-- Your objective --
Please print the records below exactly as they are.

-- Extracted entries --
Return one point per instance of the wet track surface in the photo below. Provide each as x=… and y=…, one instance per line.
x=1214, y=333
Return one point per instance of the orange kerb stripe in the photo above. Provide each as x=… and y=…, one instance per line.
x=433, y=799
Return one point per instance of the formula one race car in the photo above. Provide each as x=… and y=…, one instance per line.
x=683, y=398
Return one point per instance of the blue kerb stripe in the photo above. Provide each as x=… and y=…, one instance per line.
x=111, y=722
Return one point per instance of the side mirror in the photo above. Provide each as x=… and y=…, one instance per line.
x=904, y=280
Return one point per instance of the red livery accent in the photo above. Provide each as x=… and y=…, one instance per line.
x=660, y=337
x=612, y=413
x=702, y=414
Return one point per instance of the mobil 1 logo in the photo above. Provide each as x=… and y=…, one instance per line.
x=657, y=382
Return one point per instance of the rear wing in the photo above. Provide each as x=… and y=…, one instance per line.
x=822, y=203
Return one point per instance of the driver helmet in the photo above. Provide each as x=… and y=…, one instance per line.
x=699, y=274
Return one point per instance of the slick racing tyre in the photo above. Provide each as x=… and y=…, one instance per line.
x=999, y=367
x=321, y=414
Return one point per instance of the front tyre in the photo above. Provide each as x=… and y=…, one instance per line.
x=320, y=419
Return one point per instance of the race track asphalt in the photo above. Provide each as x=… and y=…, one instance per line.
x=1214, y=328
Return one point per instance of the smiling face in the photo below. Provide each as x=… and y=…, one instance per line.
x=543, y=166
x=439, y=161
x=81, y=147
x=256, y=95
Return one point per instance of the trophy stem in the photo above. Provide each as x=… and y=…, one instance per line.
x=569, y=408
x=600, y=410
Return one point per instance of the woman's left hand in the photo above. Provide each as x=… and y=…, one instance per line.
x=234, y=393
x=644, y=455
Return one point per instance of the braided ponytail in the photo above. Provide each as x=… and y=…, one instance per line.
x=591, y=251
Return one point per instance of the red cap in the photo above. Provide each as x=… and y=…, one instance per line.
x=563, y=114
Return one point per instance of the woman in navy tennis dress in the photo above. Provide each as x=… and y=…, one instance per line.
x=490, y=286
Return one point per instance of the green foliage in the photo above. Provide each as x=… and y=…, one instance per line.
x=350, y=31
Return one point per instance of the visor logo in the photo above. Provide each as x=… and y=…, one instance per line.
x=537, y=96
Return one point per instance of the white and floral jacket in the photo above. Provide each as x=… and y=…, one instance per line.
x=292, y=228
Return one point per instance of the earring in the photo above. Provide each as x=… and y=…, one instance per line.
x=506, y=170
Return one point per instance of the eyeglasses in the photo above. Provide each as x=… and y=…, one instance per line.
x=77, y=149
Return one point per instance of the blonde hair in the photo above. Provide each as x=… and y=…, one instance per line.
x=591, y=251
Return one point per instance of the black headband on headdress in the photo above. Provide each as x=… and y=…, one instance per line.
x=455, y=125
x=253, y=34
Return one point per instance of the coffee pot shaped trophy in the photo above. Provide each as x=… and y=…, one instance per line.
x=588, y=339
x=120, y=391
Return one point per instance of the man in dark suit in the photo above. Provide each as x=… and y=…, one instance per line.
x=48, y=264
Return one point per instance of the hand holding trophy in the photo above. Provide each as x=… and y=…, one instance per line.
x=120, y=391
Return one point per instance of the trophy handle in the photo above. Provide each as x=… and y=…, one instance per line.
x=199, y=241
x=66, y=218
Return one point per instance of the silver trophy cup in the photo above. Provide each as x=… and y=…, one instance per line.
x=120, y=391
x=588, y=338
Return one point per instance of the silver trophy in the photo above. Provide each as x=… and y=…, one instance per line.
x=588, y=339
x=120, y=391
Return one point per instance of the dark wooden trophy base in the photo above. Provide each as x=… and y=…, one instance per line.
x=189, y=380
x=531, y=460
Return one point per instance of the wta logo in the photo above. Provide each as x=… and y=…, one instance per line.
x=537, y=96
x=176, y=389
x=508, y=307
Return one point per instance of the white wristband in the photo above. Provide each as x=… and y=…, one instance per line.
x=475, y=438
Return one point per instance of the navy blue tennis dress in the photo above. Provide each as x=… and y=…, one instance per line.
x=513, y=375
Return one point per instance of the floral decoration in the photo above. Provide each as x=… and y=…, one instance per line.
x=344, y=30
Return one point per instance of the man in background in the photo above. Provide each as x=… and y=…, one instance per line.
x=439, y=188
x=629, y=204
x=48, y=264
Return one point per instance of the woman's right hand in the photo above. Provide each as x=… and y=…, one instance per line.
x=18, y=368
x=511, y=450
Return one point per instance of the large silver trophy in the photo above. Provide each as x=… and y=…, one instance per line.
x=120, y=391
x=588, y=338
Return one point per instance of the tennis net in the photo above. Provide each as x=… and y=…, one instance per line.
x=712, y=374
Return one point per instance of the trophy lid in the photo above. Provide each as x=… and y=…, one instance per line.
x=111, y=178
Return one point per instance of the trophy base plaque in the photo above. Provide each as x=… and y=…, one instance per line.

-- Solution to this problem --
Return one point per instance of the wet track surface in the photo below. Provide each as x=… and y=…, one instance per line.
x=1214, y=333
Return one point per instance of the orange kerb stripe in the photo above. Provide each as x=… and y=…, one instance per line.
x=433, y=799
Return one point per instance of the formula one race car in the photo above. Provide each as x=… and y=…, one instance per line.
x=683, y=398
Return one point per instance of the blue kerb stripe in the photo above. Provide each as x=… and y=…, one instance per line.
x=111, y=722
Return one point per instance of the side mirror in the photo above. Provide each as x=… and y=…, one instance per line.
x=904, y=280
Return one point per instance of the red livery accent in the photo above. Provide each as x=… and y=…, one instance per line.
x=660, y=337
x=612, y=413
x=702, y=414
Return one point per instance of the mobil 1 logo in the photo above. Provide each as x=… and y=…, one instance per line.
x=657, y=382
Return one point per instance of the rear wing in the photo above. Provide each as x=… and y=…, one instance per line.
x=822, y=203
Return one point per instance of the driver helmet in the photo above. Provide each as x=… and y=…, one instance per line.
x=699, y=274
Return one point per instance of the slick racing tyre in the photo above. Provide each as x=… and y=…, one instance per line.
x=999, y=367
x=321, y=414
Return one point per instance of the front tyre in the photo above. Provide each as x=… and y=…, one instance per line.
x=320, y=419
Return one point per instance of the race track asphalt in the photo above. Provide each as x=… and y=…, one instance per line.
x=1214, y=328
Return one point per instance of the smiling face in the photo below. Provide each as x=… and y=…, one instance per line.
x=543, y=166
x=439, y=161
x=81, y=147
x=256, y=95
Return one point per instance of the trophy stem in the photo above. Provide each as x=… and y=…, one instance per line.
x=569, y=408
x=600, y=410
Return one point per instance of the woman's left hand in the photo above. Provide each as x=… and y=…, one instance per line.
x=234, y=393
x=644, y=455
Return one point per instance of the braided ponytail in the photo above. Provide each as x=… and y=…, one instance per line.
x=591, y=251
Return one point per instance of the red cap in the photo above. Provide each as x=… and y=…, one instance per line.
x=563, y=114
Return one point per instance of the woman in navy tennis dress in the photo above. Provide each as x=… and y=…, one instance per line.
x=490, y=286
Return one point per instance of the green foliage in the photo above. Provide each as x=… and y=…, one instance per line.
x=350, y=31
Return one point per instance of the visor logo in the photo above. Provide each as x=… and y=…, one instance per line.
x=537, y=96
Return one point per instance of the white and floral jacket in the photo above. Provide each as x=… and y=…, one instance per line.
x=292, y=228
Return one point per instance of the earring in the photo above. Provide each as x=… and y=…, one instance per line.
x=506, y=170
Return one point per instance of the eyeglasses in the photo above. Provide each as x=… and y=…, one instance per line.
x=77, y=149
Return one point per instance of the blonde hair in the photo above. Provide each as x=… and y=…, one instance per line.
x=591, y=251
Return one point per instance of the black headband on headdress in the photo above. Provide each as x=… and y=…, one instance per line.
x=455, y=125
x=253, y=34
Return one point per instance of the coffee pot shaped trophy in the photo above. Provide each as x=… and y=…, one instance per line.
x=588, y=339
x=120, y=391
Return one point per instance of the man in dark suit in the photo above. Provide each as x=… and y=…, one instance per line.
x=48, y=264
Return one point per instance of the hand holding trophy in the photo above. Provide each as x=… and y=…, one instance per line.
x=120, y=391
Return one point per instance of the trophy handle in the photo above. Provide each as x=… and y=…, one instance per line.
x=199, y=241
x=66, y=218
Return one point per instance of the silver trophy cup in the photo above. Provide each as x=… and y=…, one instance per line.
x=120, y=391
x=588, y=338
Return one point per instance of the silver trophy in the photo above. Provide each as x=… and y=…, one instance per line.
x=588, y=339
x=120, y=391
Return one point per instance of the dark wooden trophy base in the photo above. Provide each as x=… and y=…, one instance per line.
x=189, y=380
x=531, y=460
Return one point per instance of the wta logo in the photo above. Provide each as x=… and y=…, one instance per line.
x=537, y=96
x=176, y=389
x=508, y=307
Return one point per instance of the white wristband in the photo above. Provide each as x=… and y=…, one instance per line.
x=475, y=438
Return one point per instance of the navy blue tennis dress in the photo above. Provide each as x=… and y=…, one instance per line.
x=513, y=375
Return one point per instance of the floral decoration in the photo above. Provide each as x=… and y=…, one instance per line.
x=344, y=30
Return one point per instance of the man in background in the photo above. Provide each as x=… and y=…, one instance per line.
x=439, y=188
x=629, y=204
x=48, y=264
Return one point per instance of the woman's right hand in the photo above. Provide each as x=… and y=…, one instance per line.
x=18, y=368
x=511, y=450
Return one point per instance of the large silver trophy in the photo above. Provide each as x=… and y=…, one instance per line.
x=120, y=391
x=588, y=338
Return one point per instance of the tennis net in the photo above. Provide each as x=… and y=…, one instance per line.
x=712, y=374
Return one point per instance of the trophy lid in the photo above. Provide each as x=… and y=…, one instance per line.
x=111, y=178
Return one point per instance of the trophy base plaque in the photo above. Provide each as x=… and y=…, one instance per line.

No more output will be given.